[Start of Material]

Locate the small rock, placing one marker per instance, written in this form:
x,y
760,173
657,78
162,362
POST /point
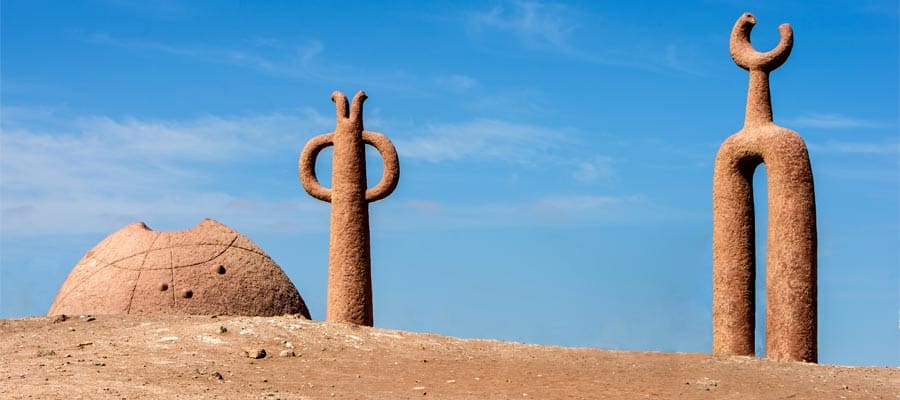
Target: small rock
x,y
257,354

[End of Material]

- _What is asked_: Retype each record exactly as it stands, but do not include the pictures.

- _Task answer_:
Locate the small rock, placing one marker per instance, written in this form:
x,y
760,173
657,78
162,362
POST /point
Target: small rock
x,y
257,354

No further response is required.